> [Work instructions] Pick up the article on the UK pricing deal for branded medicines after its last sentence and continue writing it.

The new five-year deal struck between the UK government and the pharmaceutical industry is being announced this morning which will see drugmakers accept a rebate rate that will cut the cost of branded medicines to the National Health Service by 3.74% in 2014.
The Department of Health is unveiling the latest version of the voluntary Pharmaceutical Price Regulation Scheme (PPRS) following what the Association of the British Pharmaceutical Industry (ABPI) calls "the most complex negotiation we have ever had with the Government". The rebate rate will stay the same in 2015 and then rise in the last three years of the agreement by 1.8%, 1.8% and 1.9% respectively.
The industry will make payments to the Department of Health if NHS spending on branded medicines exceeds the allowed growth rate, while rules on pricing of new products will remain as now. Companies that do not sign up to the PPRS, ie those on the statutory scheme, face a compulsory price cut of 15%.
'Five years to fix access problem'
ABPI chief executive Stephen Whitehead said that "whilst the deal allows us to move forward and focus on the key issue of ensuring NHS patients get access to the medicines they need, the Government needs to recognise that medicines are an investment in patient care and not just a cost to be managed". He added that "we have agreed to play our part, recognising the financial challenges facing the NHS. We now need the Government and the NHS to respond positively to this unique opportunity", saying "we have five years to fix the access problem [and] address the long history of low patient usage of innovative medicines in the UK.

> [Records supplied]

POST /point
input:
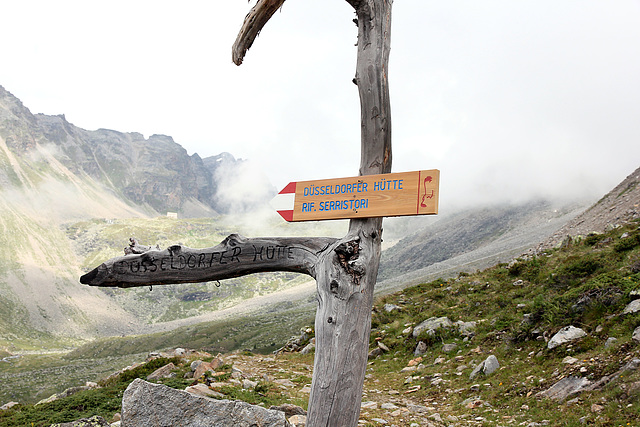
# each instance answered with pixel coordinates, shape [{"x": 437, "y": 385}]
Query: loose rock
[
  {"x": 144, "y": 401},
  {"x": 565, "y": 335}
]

> [Final answer]
Mr Whitehead noted that "we need to recognise that this deal could have additional implications for smaller companies". He said that "whilst the Government has protected some exemptions for companies with up to £5m of NHS sales, we are disappointed that they have not been prepared to fund exemptions for companies with NHS sales between £5m and £25m. Companies in this category will find this extremely tough, and we need the Government to work to ensure the UK is attractive to smaller companies. ”
Regarding the statutory scheme, Mr Whitehead said "we are extremely disappointed by the government price cut of 15% inflicted on the industry". He added that asking companies to contribute even more "at a time when the industry has already made huge savings is excessive and unnecessary".
In terms of value-based pricing, there were few concrete details disclosed. Alongside the PPRS, the National Institute for Health and Care Excellence (NICE) will continue its work, according to the DoH, "to introduce broader value assessment for new medicines covered by VBP…assessed according to a broader scope of value to patients and society, and not just on cost". This will now be introduced in autumn 2014 following public consultation.
Mr Whitehead said "we hope that NICE will seize the opportunity to adopt the broader definition of value in order to lead the way in encouraging and endorsing the use of more innovative medicines. NICE needs to fully support the NHS in making innovative medicines rapidly available".